── Data supplied

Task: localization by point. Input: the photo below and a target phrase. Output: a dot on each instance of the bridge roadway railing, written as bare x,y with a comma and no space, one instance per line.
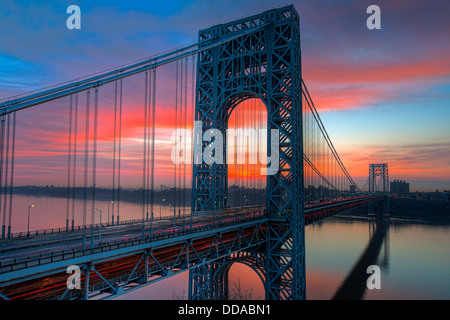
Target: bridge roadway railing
30,264
203,243
96,226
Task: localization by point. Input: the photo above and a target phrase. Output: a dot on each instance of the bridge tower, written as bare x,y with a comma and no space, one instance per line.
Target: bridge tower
379,170
264,64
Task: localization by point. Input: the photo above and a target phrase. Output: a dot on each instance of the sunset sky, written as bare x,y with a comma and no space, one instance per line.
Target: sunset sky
383,95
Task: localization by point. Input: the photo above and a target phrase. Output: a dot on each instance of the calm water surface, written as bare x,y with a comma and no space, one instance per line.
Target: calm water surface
414,257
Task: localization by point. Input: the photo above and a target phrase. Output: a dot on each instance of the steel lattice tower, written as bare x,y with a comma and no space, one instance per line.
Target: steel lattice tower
264,64
378,170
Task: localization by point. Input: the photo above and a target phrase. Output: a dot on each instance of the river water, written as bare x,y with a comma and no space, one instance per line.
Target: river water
414,257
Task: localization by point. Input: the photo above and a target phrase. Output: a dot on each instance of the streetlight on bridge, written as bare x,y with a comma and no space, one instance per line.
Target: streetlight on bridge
28,225
100,237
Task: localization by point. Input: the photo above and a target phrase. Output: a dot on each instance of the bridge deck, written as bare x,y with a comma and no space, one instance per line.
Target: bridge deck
35,266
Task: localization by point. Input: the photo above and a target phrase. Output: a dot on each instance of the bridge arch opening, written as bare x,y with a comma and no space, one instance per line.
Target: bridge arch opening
241,277
246,151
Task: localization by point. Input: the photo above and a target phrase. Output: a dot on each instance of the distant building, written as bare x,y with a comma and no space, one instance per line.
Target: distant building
399,186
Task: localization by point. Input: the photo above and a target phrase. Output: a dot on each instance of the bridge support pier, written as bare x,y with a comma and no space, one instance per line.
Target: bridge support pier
204,286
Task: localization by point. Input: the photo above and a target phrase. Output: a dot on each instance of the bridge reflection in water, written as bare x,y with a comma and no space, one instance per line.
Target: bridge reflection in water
355,284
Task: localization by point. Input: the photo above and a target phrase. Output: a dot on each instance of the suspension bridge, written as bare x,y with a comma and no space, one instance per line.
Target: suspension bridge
134,127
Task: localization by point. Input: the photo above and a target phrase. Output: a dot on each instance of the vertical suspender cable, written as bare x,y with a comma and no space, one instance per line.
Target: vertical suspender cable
185,142
11,186
114,154
94,162
2,135
69,158
86,161
74,159
176,154
144,164
153,109
6,177
120,149
150,169
193,133
181,125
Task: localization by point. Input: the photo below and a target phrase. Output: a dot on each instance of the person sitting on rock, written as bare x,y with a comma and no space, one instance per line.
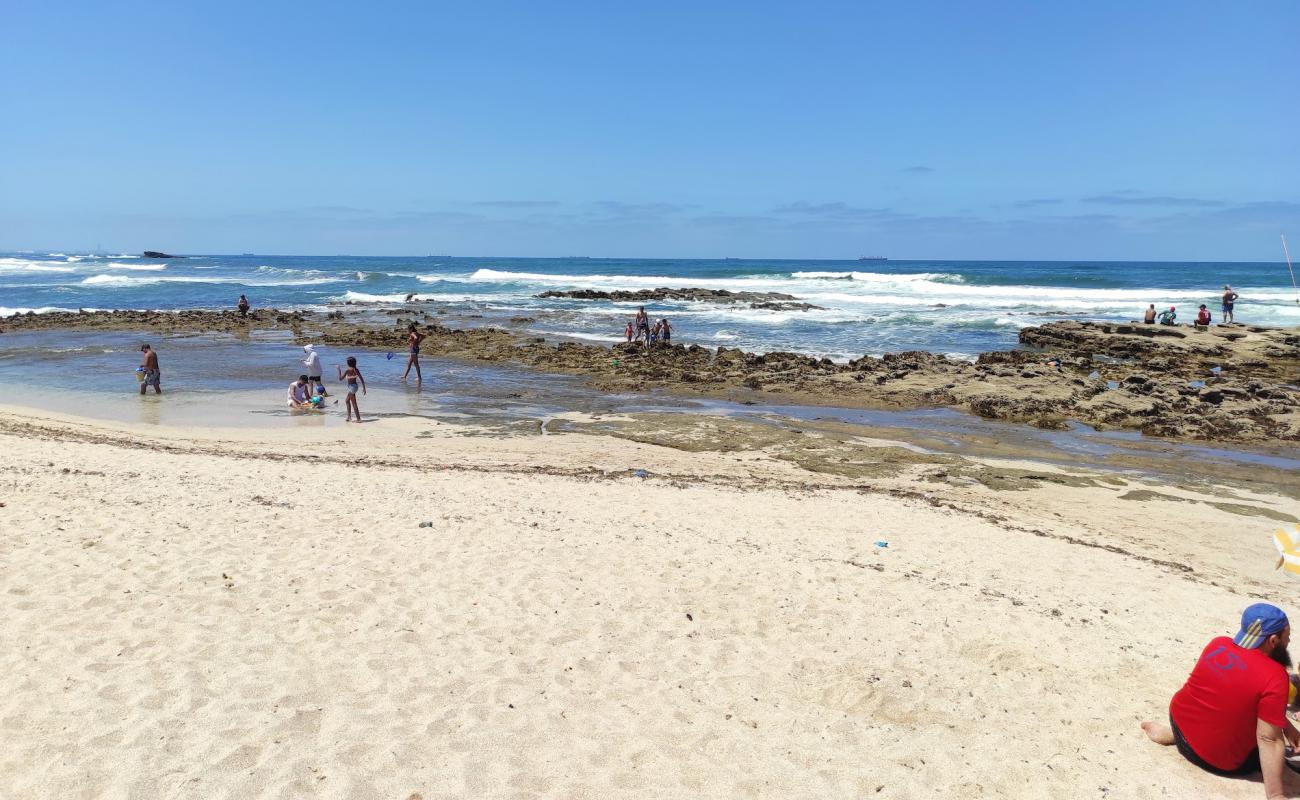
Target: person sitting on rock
642,324
1230,718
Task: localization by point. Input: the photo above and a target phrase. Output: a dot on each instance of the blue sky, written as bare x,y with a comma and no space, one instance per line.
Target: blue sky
965,130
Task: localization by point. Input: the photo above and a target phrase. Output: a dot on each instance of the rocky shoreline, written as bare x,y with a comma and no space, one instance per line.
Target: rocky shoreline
770,301
1223,384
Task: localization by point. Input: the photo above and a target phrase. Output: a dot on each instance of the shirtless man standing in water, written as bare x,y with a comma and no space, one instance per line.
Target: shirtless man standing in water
152,375
414,338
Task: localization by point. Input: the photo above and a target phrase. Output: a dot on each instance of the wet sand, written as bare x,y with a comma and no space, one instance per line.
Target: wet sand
681,606
1223,384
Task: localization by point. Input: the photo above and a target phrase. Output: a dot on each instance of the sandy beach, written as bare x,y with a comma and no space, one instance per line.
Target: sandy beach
411,609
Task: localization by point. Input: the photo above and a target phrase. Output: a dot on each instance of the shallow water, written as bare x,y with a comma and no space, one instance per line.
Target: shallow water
867,307
221,380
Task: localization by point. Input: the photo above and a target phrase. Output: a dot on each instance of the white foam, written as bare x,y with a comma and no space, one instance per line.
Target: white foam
360,297
882,277
20,266
7,311
124,281
581,334
133,267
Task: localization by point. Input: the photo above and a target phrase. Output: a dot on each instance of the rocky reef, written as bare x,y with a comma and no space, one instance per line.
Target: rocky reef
771,301
1226,384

────

▶ [Exercise requirements] Repeat word for word every line from the one that holds "of the shallow" to the end. Both ends count.

▶ [Correct response]
Task: localization by point. Input: the photo above and a target phrase. Output: a dot on each instance of the shallow water, written as bare x,y with a comma and no space, one instance per line.
Target: shallow water
867,307
221,380
Task: localization by point. Input: the photo above and a target phrase. Output: a dot on each instance of the white foam, written as bare x,y with a comma and no space, one instance per line.
Target: white foam
360,297
882,277
20,266
7,311
124,281
581,334
133,267
Task: localization by point. Input: the photo above and a target phrase. Output: a dot on each instance of the rocky reef, written as bare x,y with a comma and no space, one instance per line.
Target: rocky reef
771,301
1226,384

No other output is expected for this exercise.